◆ **Work required**
Count the lines in the records below that contain the string "white", and reply with only that number.

═══ Information given

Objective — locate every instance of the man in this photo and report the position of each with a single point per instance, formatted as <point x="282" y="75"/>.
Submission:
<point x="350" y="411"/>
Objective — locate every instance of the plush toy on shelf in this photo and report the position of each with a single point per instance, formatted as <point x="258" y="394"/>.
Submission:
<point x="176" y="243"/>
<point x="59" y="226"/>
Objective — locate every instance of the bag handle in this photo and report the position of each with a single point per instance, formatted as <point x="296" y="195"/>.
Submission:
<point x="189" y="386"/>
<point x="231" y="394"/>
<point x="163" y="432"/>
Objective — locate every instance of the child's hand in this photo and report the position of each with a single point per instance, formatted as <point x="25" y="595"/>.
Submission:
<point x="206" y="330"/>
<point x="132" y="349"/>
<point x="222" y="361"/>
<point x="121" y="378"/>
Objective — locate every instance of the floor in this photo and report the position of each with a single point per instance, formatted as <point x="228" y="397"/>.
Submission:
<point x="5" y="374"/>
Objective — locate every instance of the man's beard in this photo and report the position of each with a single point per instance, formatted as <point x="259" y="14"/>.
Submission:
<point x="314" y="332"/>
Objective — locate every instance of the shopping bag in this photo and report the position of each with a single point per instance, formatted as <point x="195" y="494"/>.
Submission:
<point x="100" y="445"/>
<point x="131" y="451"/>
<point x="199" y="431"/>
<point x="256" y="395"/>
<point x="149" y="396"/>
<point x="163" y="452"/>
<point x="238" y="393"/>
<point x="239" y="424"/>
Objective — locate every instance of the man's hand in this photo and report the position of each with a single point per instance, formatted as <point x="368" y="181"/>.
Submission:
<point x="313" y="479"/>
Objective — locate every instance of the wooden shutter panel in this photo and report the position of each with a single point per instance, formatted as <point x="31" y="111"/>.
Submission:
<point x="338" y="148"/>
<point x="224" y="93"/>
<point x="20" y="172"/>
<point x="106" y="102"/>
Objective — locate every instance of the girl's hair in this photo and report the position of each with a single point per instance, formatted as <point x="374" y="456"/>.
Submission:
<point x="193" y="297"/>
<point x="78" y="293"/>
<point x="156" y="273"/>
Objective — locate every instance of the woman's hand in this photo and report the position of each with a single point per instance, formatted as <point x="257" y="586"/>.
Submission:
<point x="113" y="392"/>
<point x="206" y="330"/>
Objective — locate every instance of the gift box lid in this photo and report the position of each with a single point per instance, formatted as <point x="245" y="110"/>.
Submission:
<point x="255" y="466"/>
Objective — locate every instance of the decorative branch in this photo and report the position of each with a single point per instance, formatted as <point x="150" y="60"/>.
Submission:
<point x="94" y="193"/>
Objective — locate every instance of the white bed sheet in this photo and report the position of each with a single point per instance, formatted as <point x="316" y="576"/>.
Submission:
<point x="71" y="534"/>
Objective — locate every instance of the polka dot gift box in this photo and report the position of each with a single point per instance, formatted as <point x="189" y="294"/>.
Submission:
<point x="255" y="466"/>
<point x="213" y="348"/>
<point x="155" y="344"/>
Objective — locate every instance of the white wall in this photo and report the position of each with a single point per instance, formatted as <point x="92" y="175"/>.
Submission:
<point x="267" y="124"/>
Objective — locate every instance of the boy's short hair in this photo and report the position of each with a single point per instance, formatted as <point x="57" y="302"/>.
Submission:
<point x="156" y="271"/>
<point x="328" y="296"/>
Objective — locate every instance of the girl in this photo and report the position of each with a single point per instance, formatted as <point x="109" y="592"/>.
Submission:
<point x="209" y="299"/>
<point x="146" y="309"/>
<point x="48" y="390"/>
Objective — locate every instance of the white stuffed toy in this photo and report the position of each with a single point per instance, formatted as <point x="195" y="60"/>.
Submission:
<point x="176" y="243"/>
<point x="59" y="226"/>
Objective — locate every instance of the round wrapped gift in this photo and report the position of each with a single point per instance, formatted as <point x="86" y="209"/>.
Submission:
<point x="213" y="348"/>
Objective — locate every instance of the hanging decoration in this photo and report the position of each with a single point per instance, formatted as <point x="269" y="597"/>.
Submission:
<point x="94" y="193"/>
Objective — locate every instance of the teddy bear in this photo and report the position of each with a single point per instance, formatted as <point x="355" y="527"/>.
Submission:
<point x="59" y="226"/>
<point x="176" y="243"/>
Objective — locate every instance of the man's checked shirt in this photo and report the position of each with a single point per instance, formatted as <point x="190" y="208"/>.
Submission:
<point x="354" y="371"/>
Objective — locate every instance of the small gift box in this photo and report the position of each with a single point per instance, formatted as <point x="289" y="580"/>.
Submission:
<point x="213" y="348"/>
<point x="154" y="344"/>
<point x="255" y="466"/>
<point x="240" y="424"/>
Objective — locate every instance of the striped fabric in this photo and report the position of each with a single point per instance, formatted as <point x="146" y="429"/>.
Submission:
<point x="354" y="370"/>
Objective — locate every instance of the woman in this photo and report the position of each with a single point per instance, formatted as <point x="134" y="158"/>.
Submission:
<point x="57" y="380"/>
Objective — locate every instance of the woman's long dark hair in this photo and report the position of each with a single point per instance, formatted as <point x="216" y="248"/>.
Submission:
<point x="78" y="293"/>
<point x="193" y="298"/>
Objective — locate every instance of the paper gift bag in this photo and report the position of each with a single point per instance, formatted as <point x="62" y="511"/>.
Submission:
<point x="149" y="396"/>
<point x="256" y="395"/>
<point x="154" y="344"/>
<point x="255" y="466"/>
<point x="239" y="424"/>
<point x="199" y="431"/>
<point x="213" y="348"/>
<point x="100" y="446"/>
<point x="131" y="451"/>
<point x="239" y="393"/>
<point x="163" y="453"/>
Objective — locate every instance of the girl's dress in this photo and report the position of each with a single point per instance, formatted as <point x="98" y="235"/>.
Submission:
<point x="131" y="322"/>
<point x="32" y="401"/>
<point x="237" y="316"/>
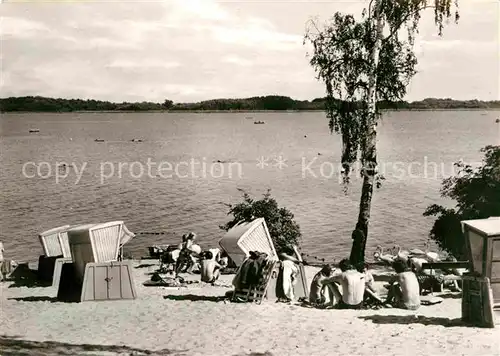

══════

◆ **Written solution**
3